* [Texte présenté]:
....................

Napoléon arrive sur la place d'armes [actuelle Piazza della Repubblica] où se dresse à droite la cathédrale [Duomo della Natività della Beata Vergine Maria] [42.81470, 10.33237] . Mgr Joseph Philippe Arrighi, un cousin éloigné puisque oncle de Jean Thomas Arrighi de Casanova, Duc de Padoue, l'y conduit sous un dais rouge recouvert de guirlandes et bordé de papier doré. À l'intérieur, un prie-Dieu recouvert d'un drap de velours a été disposé au milieu de la nef à l'attention de l'Empereur. La cérémonie culmine avec le Te Deum laudamus de saint Ambroise de Milan.

Puis l'Empereur se rend de l'autre côté de la place à l'hôtel de ville  [42.81524, 10.33144], localement connu sous le nom de Biscottria car on y préparait autrefois des biscuits pour les marins. Il s'y installe pour quelques jours, dans des appartements au premier étage (où avait logé dix ans auparavant le chef de bataillon Joseph Léopold Sigisbert Hugo) préparés à la hâte.

Il fait publier le procès-verbal suivant : Ce 4 mai 1814. S.M. l'empereur Napoléon ayant pris possession de l'île d'Elbe, le général Drouot, gouverneur de l'île, au nom de l'Empereur, a fait arborer sur les forts, le pavillon de l'île : fond blanc traversé diagonalement d'une bande rouge semée de trois abeilles fond d'or. Ce pavillon a été salué par les batteries des forts de la côte, de la frégate anglaise l'Undaunted et les bâtiments de guerre français qui se trouvaient dans le port. En foi de quoi, nous, commissaires des puissances alliées, avons signé le présent procès-verbal avec le général Drouot, gouverneur de l'île, et le général Dalesme, commandant supérieur de l'île.

Tard dans la soirée, il reçoit André Pons de l'Hérault , ancien révolutionnaire et républicain, qu'il avait connu en 1793 lors du siège de Toulon, devenu depuis 1809 administrateur des mines de fer de l'île.

5 mai 1814 – Dès cinq heures du matin, Napoléon est à cheval et visite les forts avec le général Dalesme et le colonel Charles Humbert Marie Vincent, directeur des fortifications de l'île. Il choisit sa demeure, à mi-chemin des forts Falcone (à l'ouest) et Stella (à l'est) : un pavillon nommé "Les Mulini" [Palazzina dei Mulini] [42.81681, 10.33218].

Il s'agit, à cette époque, d'une petite villa construite en 1724 par le Grand-Duc de Toscane Jean Gaston de Médicis (Gian Gastone de' Medici) sur un promontoire au nord du centre historique de la ville, initialement entourée de quatre moulins à vent (détruits en 1809), qui avaient donné son nom à la résidence. Elle est composée de deux pavillons reliés par un corps central d'un seul étage, le tout donnant au nord-ouest sur un jardin    surplombant la mer . Quelques petites annexes déjà utilisées par le gouverneur de l'île sont disposées sur les terrasses qui s'élevent vers le Fort Stella. De l'autre côté se trouve le bâtiment d'un petit théâtre.

....................

* [Jeu de données]:
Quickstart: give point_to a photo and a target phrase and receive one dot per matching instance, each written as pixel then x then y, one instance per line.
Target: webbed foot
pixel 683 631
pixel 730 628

....................

* [Objectif de l'exercice]: Selon le texte sur l'arrivée de Napoléon à l'île d'Elbe, pourquoi l'hôtel de ville était-il connu localement sous le nom de Biscottria ?

* [Zone de réponse]: Parce qu'on y préparait autrefois des biscuits pour les marins.